## What you have to do
List every line of the data that contains the string "cross". Case counts.

## Collection entries
---------------
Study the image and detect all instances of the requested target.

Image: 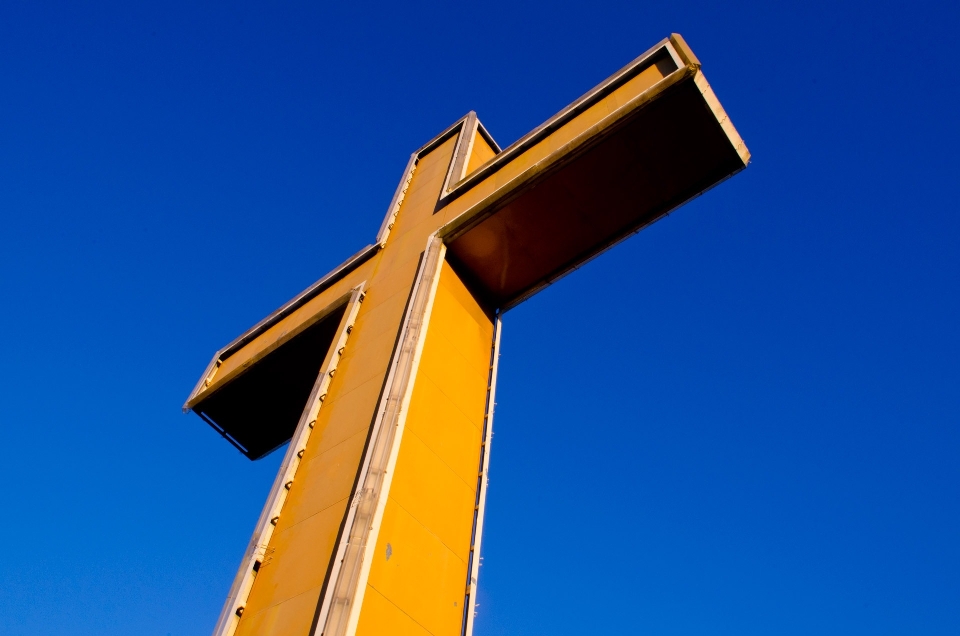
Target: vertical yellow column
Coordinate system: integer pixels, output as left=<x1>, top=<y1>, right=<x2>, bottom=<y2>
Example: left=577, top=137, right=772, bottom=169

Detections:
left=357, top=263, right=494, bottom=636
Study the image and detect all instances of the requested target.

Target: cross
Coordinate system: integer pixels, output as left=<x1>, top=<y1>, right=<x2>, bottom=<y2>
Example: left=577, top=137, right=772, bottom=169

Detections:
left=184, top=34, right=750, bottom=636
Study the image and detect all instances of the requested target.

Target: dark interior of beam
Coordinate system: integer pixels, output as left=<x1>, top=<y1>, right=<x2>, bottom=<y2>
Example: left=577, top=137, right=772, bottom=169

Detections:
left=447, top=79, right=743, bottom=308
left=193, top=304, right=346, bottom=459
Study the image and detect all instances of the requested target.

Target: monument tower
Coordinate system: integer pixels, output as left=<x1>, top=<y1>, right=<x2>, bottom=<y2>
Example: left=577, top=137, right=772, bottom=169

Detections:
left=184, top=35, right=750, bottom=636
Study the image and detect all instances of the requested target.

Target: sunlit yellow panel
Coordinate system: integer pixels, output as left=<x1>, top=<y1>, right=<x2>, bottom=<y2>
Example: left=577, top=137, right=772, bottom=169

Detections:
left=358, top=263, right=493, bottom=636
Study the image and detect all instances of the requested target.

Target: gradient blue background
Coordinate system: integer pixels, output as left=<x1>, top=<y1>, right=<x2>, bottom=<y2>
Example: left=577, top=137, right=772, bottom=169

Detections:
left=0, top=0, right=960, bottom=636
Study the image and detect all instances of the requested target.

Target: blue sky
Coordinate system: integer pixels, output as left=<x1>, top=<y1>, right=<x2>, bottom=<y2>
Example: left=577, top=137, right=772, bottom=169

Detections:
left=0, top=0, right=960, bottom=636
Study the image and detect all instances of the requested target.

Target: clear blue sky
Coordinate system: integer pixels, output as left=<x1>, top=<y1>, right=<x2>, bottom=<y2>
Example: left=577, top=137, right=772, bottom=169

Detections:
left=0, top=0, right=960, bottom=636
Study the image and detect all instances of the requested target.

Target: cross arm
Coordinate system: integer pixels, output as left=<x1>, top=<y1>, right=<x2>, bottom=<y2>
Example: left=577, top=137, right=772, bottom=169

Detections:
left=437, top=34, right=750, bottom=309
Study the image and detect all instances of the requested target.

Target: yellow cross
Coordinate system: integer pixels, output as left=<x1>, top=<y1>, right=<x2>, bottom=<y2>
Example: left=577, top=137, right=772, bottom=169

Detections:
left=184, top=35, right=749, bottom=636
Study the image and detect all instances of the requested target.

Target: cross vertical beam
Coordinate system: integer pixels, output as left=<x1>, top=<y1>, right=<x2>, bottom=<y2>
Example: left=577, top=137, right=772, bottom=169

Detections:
---------------
## Response for this exercise
Target: cross
Target: cross arm
Target: yellow cross
Target: cross vertical beam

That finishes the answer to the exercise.